____ Dataset content

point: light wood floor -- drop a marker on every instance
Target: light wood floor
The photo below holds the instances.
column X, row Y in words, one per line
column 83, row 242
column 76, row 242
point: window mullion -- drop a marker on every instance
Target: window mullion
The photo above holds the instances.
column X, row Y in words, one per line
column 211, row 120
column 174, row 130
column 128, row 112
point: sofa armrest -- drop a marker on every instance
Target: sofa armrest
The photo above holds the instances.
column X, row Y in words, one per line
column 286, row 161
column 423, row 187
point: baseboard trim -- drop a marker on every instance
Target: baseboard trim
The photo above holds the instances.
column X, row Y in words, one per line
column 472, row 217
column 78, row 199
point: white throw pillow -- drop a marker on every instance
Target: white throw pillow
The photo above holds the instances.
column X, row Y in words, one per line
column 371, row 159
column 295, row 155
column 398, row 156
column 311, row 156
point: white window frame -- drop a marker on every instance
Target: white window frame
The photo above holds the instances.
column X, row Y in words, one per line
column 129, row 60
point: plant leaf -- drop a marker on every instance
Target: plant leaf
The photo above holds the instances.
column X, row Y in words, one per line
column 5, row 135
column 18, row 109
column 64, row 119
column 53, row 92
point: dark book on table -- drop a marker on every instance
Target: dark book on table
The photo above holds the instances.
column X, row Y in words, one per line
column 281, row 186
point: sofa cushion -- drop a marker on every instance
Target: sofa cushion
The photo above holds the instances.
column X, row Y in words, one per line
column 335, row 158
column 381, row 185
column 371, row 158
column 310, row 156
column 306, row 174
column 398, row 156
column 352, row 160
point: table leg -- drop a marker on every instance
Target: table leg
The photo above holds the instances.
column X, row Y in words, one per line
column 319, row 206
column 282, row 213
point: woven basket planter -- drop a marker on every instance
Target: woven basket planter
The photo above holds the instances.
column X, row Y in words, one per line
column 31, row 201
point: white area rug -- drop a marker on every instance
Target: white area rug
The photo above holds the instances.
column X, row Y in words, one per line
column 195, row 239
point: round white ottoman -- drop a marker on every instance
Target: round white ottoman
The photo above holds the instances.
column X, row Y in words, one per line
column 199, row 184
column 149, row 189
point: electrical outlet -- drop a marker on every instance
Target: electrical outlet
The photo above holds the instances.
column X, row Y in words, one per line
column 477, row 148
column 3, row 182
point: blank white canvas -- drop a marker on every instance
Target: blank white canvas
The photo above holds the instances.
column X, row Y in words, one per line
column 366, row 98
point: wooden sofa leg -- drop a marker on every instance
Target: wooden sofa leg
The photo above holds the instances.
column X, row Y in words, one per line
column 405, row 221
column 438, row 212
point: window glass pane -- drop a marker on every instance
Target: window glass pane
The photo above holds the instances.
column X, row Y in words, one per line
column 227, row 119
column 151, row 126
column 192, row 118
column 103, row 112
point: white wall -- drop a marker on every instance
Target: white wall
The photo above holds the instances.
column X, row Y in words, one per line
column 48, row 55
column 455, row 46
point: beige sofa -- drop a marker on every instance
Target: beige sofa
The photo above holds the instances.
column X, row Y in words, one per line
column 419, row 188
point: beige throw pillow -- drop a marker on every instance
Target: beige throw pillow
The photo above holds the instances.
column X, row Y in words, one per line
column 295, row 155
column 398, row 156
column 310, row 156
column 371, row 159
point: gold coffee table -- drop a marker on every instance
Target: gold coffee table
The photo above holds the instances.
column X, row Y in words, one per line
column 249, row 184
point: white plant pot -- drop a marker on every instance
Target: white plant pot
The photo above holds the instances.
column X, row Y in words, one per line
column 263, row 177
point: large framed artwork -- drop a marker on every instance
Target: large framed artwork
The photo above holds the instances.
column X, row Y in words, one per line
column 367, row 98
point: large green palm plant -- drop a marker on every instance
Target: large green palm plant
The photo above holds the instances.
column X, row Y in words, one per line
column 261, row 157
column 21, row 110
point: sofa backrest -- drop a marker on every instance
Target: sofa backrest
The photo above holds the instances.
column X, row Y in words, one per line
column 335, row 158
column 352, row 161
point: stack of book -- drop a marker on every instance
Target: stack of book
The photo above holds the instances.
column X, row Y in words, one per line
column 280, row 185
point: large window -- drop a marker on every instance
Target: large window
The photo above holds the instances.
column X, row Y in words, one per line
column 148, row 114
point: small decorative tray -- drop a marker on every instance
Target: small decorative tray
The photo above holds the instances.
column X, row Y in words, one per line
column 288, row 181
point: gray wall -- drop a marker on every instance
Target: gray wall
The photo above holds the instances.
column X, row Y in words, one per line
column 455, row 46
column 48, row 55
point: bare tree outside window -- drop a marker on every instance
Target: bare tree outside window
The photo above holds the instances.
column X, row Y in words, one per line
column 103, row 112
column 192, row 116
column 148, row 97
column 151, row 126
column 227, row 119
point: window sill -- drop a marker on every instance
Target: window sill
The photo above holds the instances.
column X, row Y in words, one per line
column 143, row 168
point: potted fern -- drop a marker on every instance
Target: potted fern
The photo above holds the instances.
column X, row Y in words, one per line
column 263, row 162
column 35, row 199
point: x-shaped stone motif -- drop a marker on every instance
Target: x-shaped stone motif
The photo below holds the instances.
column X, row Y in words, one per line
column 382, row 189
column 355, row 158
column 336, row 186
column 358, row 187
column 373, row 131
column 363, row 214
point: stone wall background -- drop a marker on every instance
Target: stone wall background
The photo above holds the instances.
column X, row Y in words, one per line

________

> What is expected
Once more, write down the full material exactly as it appears.

> Exercise output
point: light wood floor -- drop a marker on every instance
Target: light wood floor
The photo below holds the instances.
column X, row Y in words, one per line
column 83, row 242
column 76, row 242
point: window mullion -- drop a marker on every instance
Target: window mullion
The photo above holds the instances.
column X, row Y in words, one per line
column 211, row 120
column 174, row 130
column 128, row 112
point: sofa armrest -- drop a marker on every instance
Target: sofa armrest
The photo above holds the instances.
column X, row Y in words, one per line
column 286, row 161
column 423, row 187
point: baseboard trim -- drop a marker on every instance
Target: baseboard trim
The photo above holds the instances.
column X, row Y in words, one per line
column 472, row 217
column 78, row 199
point: white throw pillow -- drop a marker on every instance
Target: white throw pillow
The photo above holds the instances.
column X, row Y in words, one per line
column 371, row 159
column 295, row 155
column 398, row 156
column 311, row 156
point: white window frame -- drop a marker on every instance
Target: white window frame
The photo above holds the instances.
column X, row Y in words, one per line
column 129, row 60
point: plant leaf -- drop a marker on every instance
Target: plant leaf
The photo above holds the instances.
column X, row Y in words, one per line
column 5, row 135
column 18, row 109
column 64, row 119
column 53, row 92
point: dark book on table -- drop a marker on every instance
Target: dark book on table
The photo above holds the instances.
column X, row Y in words, one per line
column 281, row 186
point: sofa cushion -- drop a marker on every instance
Target: sofa cushion
The photo above holds the instances.
column X, row Y in words, one per line
column 335, row 158
column 381, row 185
column 371, row 158
column 310, row 156
column 306, row 174
column 398, row 156
column 352, row 160
point: table leg -- drop a marker on every instance
Target: table leg
The photo above holds the instances.
column X, row Y in words, one per line
column 319, row 206
column 282, row 213
point: woven basket planter -- drop a marker on every instance
Target: woven basket planter
The photo above holds the instances.
column X, row Y in words, one per line
column 31, row 201
point: white area rug -- drop a marker on every instance
Target: white area rug
The photo above holds the instances.
column X, row Y in words, one per line
column 195, row 239
point: round white ottoman -- drop a marker on every instance
Target: round white ottoman
The photo above holds the instances.
column X, row Y in words, one per line
column 199, row 184
column 149, row 189
point: electrical outlet -- drop a marker on every instance
Target: electrical outlet
The photo above holds the instances.
column X, row Y in words, one per line
column 477, row 148
column 3, row 182
point: blank white canvas -- drop a marker on every instance
Target: blank white canvas
The photo above holds the instances.
column X, row Y in words, one per line
column 366, row 98
point: wooden sofa leg -- drop a marker on every instance
Target: wooden sofa leg
The photo above holds the instances.
column X, row Y in words, one per line
column 405, row 221
column 438, row 212
point: window glass pane -- drop a marker on every instance
Target: window glass pane
The photo above holds the instances.
column X, row Y in words, one per line
column 227, row 119
column 151, row 126
column 192, row 118
column 103, row 112
point: white wall -- drop a marker on every instance
Target: white wall
The photo above holds the instances.
column X, row Y in words, one per line
column 48, row 55
column 455, row 46
point: beige sofa -- drop a marker on every instance
Target: beige sofa
The photo above holds the instances.
column X, row Y in words, one per line
column 419, row 188
point: beige throw pillow -- drop a marker on every instance
Target: beige throw pillow
The photo above holds the instances.
column X, row Y in words, one per line
column 295, row 155
column 398, row 156
column 310, row 156
column 371, row 159
point: gold coffee table -- drop a marker on every instance
Target: gold coffee table
The photo above holds the instances.
column X, row Y in words, one per line
column 249, row 184
point: white plant pot -- drop a marker on every instance
Target: white plant pot
The photo above holds the instances.
column X, row Y in words, one per line
column 263, row 177
point: large framed artwork -- drop a marker on every instance
Target: large framed artwork
The photo above holds the instances.
column X, row Y in words, one per line
column 367, row 98
point: large green palm plant -- drop a marker on every instance
Target: large green palm plant
The photo above holds the instances.
column X, row Y in words, one per line
column 261, row 157
column 21, row 110
point: sofa backrest -- drop a marker on every instance
Target: sofa backrest
The photo above holds the instances.
column X, row Y in words, one per line
column 335, row 158
column 352, row 161
point: stack of book -- drop a marker on every instance
Target: stack of book
The photo above holds the instances.
column X, row Y in words, one per line
column 280, row 185
point: large window -- drop a marker on every instance
Target: large window
The photo above holds the instances.
column X, row Y in words, one per line
column 148, row 114
point: small decorative tray -- drop a marker on every instance
Target: small decorative tray
The photo above holds the instances.
column X, row Y in words, one per line
column 288, row 181
point: gray wall -- drop a marker on every instance
Target: gray wall
The photo above holds the instances.
column X, row Y in words, one per line
column 455, row 46
column 48, row 55
point: bare tree outside window -- drop a marker on every instance
Target: bare tree outside window
The photo above holds the instances.
column X, row Y in words, one per line
column 103, row 112
column 192, row 116
column 148, row 97
column 151, row 126
column 227, row 119
point: window sill -- drop a marker on every instance
Target: window sill
The photo above holds the instances.
column X, row Y in words, one per line
column 143, row 168
point: potted fern -- drop a marker on every instance
Target: potted fern
The photo above holds the instances.
column X, row Y in words, one per line
column 263, row 162
column 35, row 199
point: x-shaped stone motif -- drop a marker on every instance
Target: x-shaped stone motif
The photo below holds the instances.
column X, row Y in words, one per line
column 382, row 189
column 355, row 158
column 336, row 186
column 358, row 187
column 373, row 131
column 363, row 214
point: stone wall background -- drop a marker on every instance
Target: stone wall background
The photo above holds the instances.
column X, row Y in words, one per line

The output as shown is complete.